• **DATA TO USE**
►

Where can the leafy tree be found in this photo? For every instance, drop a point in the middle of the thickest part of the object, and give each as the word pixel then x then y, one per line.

◄
►

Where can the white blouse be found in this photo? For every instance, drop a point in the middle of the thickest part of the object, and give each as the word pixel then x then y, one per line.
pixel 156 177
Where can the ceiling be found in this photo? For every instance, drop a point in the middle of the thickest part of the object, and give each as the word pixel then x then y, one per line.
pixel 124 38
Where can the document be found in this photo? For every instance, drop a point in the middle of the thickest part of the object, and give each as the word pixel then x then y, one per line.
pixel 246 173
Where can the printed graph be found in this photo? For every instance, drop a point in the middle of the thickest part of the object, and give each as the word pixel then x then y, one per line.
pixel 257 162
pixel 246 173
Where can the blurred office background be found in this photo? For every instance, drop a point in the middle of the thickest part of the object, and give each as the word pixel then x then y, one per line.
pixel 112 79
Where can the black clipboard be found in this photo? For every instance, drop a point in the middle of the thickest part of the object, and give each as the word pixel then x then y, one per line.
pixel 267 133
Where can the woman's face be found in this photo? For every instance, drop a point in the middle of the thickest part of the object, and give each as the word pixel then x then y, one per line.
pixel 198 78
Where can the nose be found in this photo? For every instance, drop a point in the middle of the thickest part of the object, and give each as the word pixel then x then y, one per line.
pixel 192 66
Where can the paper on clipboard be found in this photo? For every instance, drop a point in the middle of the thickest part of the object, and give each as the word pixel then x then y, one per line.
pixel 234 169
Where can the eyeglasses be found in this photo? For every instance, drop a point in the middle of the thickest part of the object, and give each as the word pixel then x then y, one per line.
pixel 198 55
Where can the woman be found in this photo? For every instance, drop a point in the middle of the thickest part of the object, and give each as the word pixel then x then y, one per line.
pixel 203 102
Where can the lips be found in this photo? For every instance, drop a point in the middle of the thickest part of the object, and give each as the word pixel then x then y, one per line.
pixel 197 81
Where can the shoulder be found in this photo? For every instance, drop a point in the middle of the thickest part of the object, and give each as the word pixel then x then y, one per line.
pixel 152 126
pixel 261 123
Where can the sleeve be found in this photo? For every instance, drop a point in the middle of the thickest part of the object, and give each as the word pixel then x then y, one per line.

◄

• **WORK INSTRUCTIONS**
Revise the records starting with the line that contains "Where can the woman's" and going on through the line that contains "Where can the sleeve", changing every "thickest part" to "widest part" and leaving all else as it stands. Return only those lines.

• **EXERCISE RESPONSE**
Where can the woman's face be found in this photo? For every instance, drop a point in the middle of the widest part of the object, and give each as the word pixel then x then y, one per line.
pixel 198 78
Where can the nose be found in this photo? For every instance, drop a point in the middle of the widest part of the object, and give each as the word pixel then x then y, one per line.
pixel 192 66
Where can the paper on clipboard be found in this photo? For every instance, drop a point in the middle of the widest part of the object, and give each as the word pixel then x then y, one per line.
pixel 234 169
Where can the eyeglasses be found in this photo? For every instance, drop a point in the middle of the widest part of the object, and give each as the word pixel then x then y, one per line.
pixel 198 55
Where can the woman be found in this photo? For every instance, drop a point in the middle of the widest part of the object, and give each as the word pixel then x then y, one per line.
pixel 203 102
Where can the lips be found in this photo? For every instance, drop a point in the middle of the widest part of the object, and give each as the word pixel then x then y, one per line.
pixel 197 81
Where can the shoulder be found in this photo? For every instance, drop a point in the middle of the widest part of the object, and give each as the word pixel then x then y, one per line.
pixel 152 126
pixel 261 123
Where can the sleeve be found in this photo? For every instance, drop a point in the middle of the widest part of the object, and give each as the word pixel then x then y, one per line.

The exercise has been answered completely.